■ **Complete the following**:
1 – In the inversion guide, how many images of each shot type does the writer aim for at minimum?
2 – Take the inversion guide further, picking up right after its last sentence.
╭─ Passage shown
So I was recently asked to explain my method for making my inversions.
Firstly, I would like to say, check out the guide (LINK TO THE GUIDE) that started me off to understand this. The writer obviously knows more than me and this is probably a better starting point for anyone.
Secondly, I am ignorant. There is no better way to say it. Ignorance is bliss and I am quite happy, but at the same time I am probably destroying my hardware by not being more aware.
I have shambled this together from my latest (at the time of writing) inversion DEN_luasant_SG.
Currently I am running an RTX3090 Ti, 64GB ram, and i9 processor. I have ram to spare and this will make a huge difference in your times and similar. I'm sorry I am not clued up enough to know what settings are best for what situation and so on. You have been warned. Following my guide may not be good for your hardware. My Machine cooling is probably not ideal and I have to open the case to improve the air flow just to keep my card from over heating. Keeps the room warm though.
What you will need.
So to make the inversions my way you will need Automatic1111 installed (this may seem obvious but I'm sure there are other, and better, ways to do this) and a dataset for the subject / art style. We will start with the data set as this should be the most time consuming element, IMO.
Getting the dataset.
How you do this is your own choosing. You can be very controlled in your collection of images, or you can "brute force" the dataset with excess. For ease and speed I tend to rely on brute force, basically just going excessive, and fine tuning later if I need.
The images should be large, high resolution, and clear where possible. Though these will be processed and shrunk later, they should be at least the size of the inversion you are making. I started with 1.5 (512x512) and I haven't migrated yet, so this is focussed on this. The bigger the images in the dataset, the better, as this makes for a clearer image and better detail.
For a controlled dataset of a subject (person), you want to create the dataset to be reasonably balanced between headshots, bust, and full body. Because a lot of the models I am making are based on adult and glamour models, if you don't want a heavy nude element, you also need to ensure this is balanced against nude and clothed images.
I would aim for 20 of each as a minimum (20 head, 20 bust, 20 full) as this is an ideal balance and a good representation. The images should be varied but clearly show the subject and avoid images that show multiple subjects.
╰─
╭─ Collected data
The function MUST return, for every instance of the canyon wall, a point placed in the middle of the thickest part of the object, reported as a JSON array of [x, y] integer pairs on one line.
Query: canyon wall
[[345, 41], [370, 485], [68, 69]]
╰─
■ **Results by task**:
1 – At least 20 each of headshots, bust shots, and full-body shots.

2 –
If you are not fussed about nude or clothed etc, then you do you. If you are, I would try to ensure that, for the bust and full body, there is a balance of 50/50 clothed to nude each, weighing in favour of clothed if you have to (so 10 clothed & 10 nude for both bust and full but favouring clothed if needed).
If you are wanting to do a style, or similar, then you want volume. You want lots of images, you want lots of high res images. There is nothing more I can say. You are going to do the same thing with these images, but the more you have the better it will learn.
"brute force", as I call it, is collecting as much as possible and worrying about the consequences later. This has been the method for quite a few of my inversion (100 - 500+ images sometimes) to just get as much as I can and as much variation as possible. There is not a lot more to say than that. This method is slower in the long run, as you have to work through a lot more images, but can have the benefit of providing a lot more for fine tuning if you need, not to mention general learning material for the inversion.
Collecting and making the dataset
Regardless of whether you are "brute forcing" or controlling, more images is not a bad thing to my understanding. It simply gives the system more to learn from. Just remember to be balanced with it if you are doing a controlled dataset.
I tend to collect a lot of my datasets from forums and similar. If the subject has a lot of galleries you can collect a lot quickly. From here you can start picking the images you want to use for the purposes above (controlled). With the example inversion for this guide, the subject did not have a lot of galleries I could locate, so I went with the "brute force" method.
I located and collected all the galleries I could, and moved all the images into one folder.
This gave me a starting number of 155 images. From here its a simple job of going through them and cropping to a 1:1 (square) ratio.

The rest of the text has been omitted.